**Given problem:** Write the next part of the article on hate speech regulation in the EU and the Council of Europe, starting right after its last sentence.
╭─ Document segment
A Tale of Two Organs: Hate Speech Regulation in the European Context



Clotilde Pégorier, Lecturer in Law, University of Essex

The issue of hate speech regulation has again moved in recent years to the forefront of legal and political debate in Europe. To note that questions in this area are complex, and often generate diverging opinions as to the appropriate balance between legislation and the protection of rights, is no novelty. What is striking, however, is the marked difference in the tendencies of those “natural born twins” (Gabriel Toggenburg), the EU and the Council of Europe, in their respective approaches to hate speech. How might this be explained? And what, crucially, might be the wider legislative implications at European level?

The EU and the Fight Against Online Hate Speech

First, let us consider the EU’s efforts in this context, which might here be exemplified in relation to the battle against online hate speech. In response to the problem and threat of terrorism and radicalisation, and prompted in particular by the attack in Brussels on 22 March 2016, the EU decided to intensify its work on fighting hate speech – a campaign upon which they had embarked some eight years earlier with the adoption of the Council Framework Decision 2008/913/JHA on combating certain forms and expressions of racism and xenophobia by means of criminal law. As part of its security agenda for the period 2015-2020, the Commission presented, on 14 June 2016, a communication outlining action in seven specific areas where cooperation at EU level could effectively support Member States in preventing and countering radicalisation. Alert to the ever greater role played by the internet in the dissemination of views and ideologies, the European Commission took the step of consulting IT companies with the intention of creating legislation designed to inhibit the online spread of illegal content inciting violence.

In pursuing such an initiative, the Commission was, in fact, expanding upon longer-standing awareness of the importance of preventing the spread of hate speech via media forms. As Advocate General Yves Bot concluded in his Opinion from 5 May 2011 with respect to the cases C-244/10 and C-245/10:

Member states are to ensure that television broadcasts do not contain any incitement to hatred on grounds of race, sex, religion or nationality, must be interpreted as also prohibiting broadcasts which, in attempting to justify a group classify as a ‘terrorist’ organisation by the European Union, may create reactions of animosity or rejection between communities of different ethnic or cultural origin (para 93).

In May 2016, the European Commission had, moreover, already signed an online Code of Conduct on countering illegal hate speech online with four of the biggest internet companies – namely, Twitter, Facebook, YouTube and Microsoft. The code is not legally binding yet would appear to indicate a willingness on the part of the named IT companies to support the EU’s drive to prevent online hate – a willingness that owes in some measure, no doubt, to the protections supplied by Articles 12 to 14 of the e-Commerce Directive of 8 June 2000, commonly known as the ‘safe harbour’ provisions. According to Article 12, the provider of a service cannot be held liable for any information it transmits – including hate speech – as long as it: (a) does not initiate the transmission; (b) does not select the receiver of the transmission; and (c) does not select or modify the information contained in the transmission. Article 14 limits the liability of providers of “information society services” still further when such services consist only of the “storage of information” provided by a recipient of the services. This provision only applies where the provider does not control or have knowledge of the illegal activity or information; or having gained knowledge or awareness of such illegal activity expeditiously removes or disables the links to the activity.
╰─
╭─ Data section
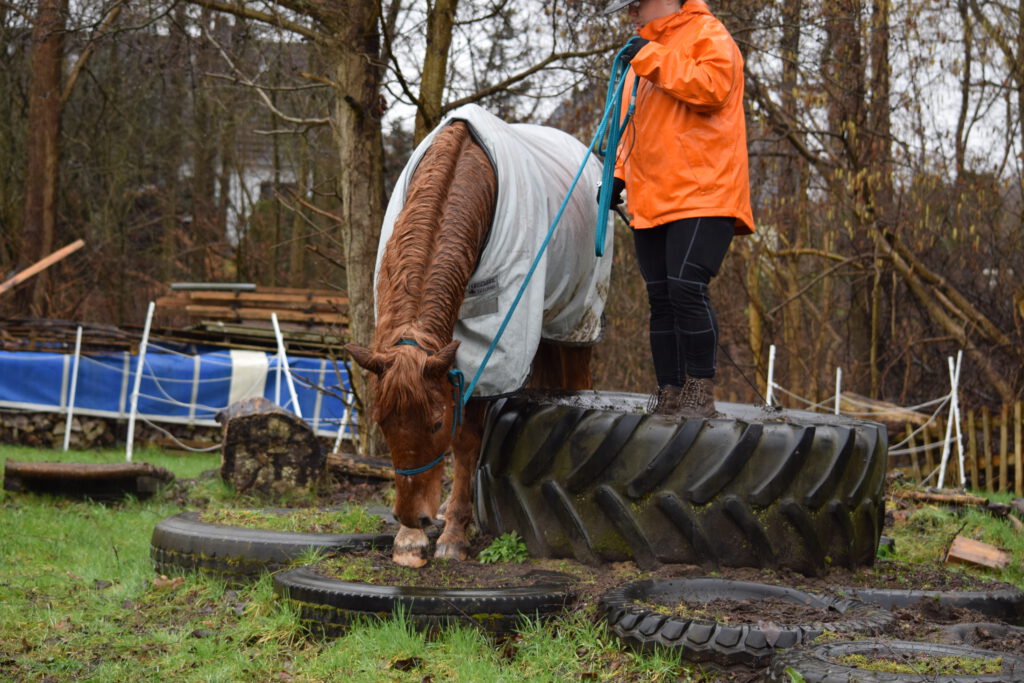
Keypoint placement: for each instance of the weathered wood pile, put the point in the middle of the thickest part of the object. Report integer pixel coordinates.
╰─
**Result:**
However we speculate on the primary motives of the IT companies, of prime significance is that they are assisting the EU in its fight against online hate speech. The Code encourages social media companies to take quick action as soon as a valid notification of online hate speech has been received, e.g. by removing or disabling access. It also underlines that, in order to combat the spread of illegal hate speech, “it is essential to ensure that relevant national laws transposing the Council Framework Decision 2008/913/JHA are fully enforced by Member States in the online as well as the in the offline environment.” With the adoption of the Council Framework Decision, the EU considered that Member states were permitted to enact criminal sanctions against anyone:

publicly condoning, denying or grossly trivialising crimes of genocide, crimes against humanity and war crimes as defined in Articles 6, 7 and 8 of the Statute of the International Criminal Court, directed against a group of persons or a member of such a group defined by reference to race, colour, religion, descent or national or ethnic origin when the conduct is carried out in a manner likely to incite to violence or hatred against such a group or a member of such a group.

Reading such provisions takes us to the heart of one of the key dilemmas at the core of current debates on hate speech – namely, the definition and understanding of the concept itself. A brief excursus on this point seems warranted here. For the question of definition remains somewhat thorny – hate speech is a term that is, at once, both over- and underdetermined. As Anne Weber puts it in her Manual on Hate Speech for the Council of Europe in 2009:

No universally accepted definition of the term “hate speech” exists, despite its frequent usage. Though most States have adopted legislation banning expressions amounting to “hate speech”, definitions differ slightly when determining what is being banned.

This is undeniably true. Yet there are international and national sources that provide useful guidance. The Council of Europe’s Committee of Ministers’ Recommendation 97(20) on “Hate Speech” defined it as follows:

[T]he term “hate speech” shall be understood as covering all forms of expression which spread, incite, promote or justify racial hatred, xenophobia, anti-Semitism or other forms of hatred based on intolerance, including: intolerance expressed by aggressive nationalism and ethnocentrism, discrimination and hostility against minorities, migrants and people of immigrant origin.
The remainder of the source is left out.